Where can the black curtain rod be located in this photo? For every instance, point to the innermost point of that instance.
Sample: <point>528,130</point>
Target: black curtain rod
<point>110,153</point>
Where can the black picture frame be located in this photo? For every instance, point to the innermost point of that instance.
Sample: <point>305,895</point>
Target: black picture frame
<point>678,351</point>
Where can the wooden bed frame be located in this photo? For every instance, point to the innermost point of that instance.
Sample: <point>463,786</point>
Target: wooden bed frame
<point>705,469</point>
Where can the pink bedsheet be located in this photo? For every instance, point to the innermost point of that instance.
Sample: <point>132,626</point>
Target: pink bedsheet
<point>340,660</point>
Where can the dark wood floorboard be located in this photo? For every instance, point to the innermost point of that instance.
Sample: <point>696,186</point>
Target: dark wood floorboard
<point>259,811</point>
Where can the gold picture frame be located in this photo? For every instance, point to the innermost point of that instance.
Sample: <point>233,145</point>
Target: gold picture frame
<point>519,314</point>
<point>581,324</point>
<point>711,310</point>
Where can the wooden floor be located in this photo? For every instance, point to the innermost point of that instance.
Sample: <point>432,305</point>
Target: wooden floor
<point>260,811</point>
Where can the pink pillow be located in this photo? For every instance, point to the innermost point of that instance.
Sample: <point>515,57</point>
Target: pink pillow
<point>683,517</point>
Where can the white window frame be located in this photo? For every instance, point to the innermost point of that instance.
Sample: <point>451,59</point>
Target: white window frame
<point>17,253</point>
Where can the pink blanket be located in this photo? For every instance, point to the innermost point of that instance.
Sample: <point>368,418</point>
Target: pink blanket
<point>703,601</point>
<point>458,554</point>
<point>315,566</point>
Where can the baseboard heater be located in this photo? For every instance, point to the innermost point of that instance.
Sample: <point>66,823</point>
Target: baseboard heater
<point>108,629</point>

..............................

_TRY IT_: Give the exact lines, and only those, from the line containing "Sample: <point>696,186</point>" through the line containing "Sample: <point>233,145</point>" in the entries above.

_EXERCISE RESPONSE_:
Sample: <point>696,186</point>
Target: dark wood floorboard
<point>259,811</point>
Where can the gold picture frame be located in this photo? For every instance, point to the innermost point of that instance.
Sample: <point>233,145</point>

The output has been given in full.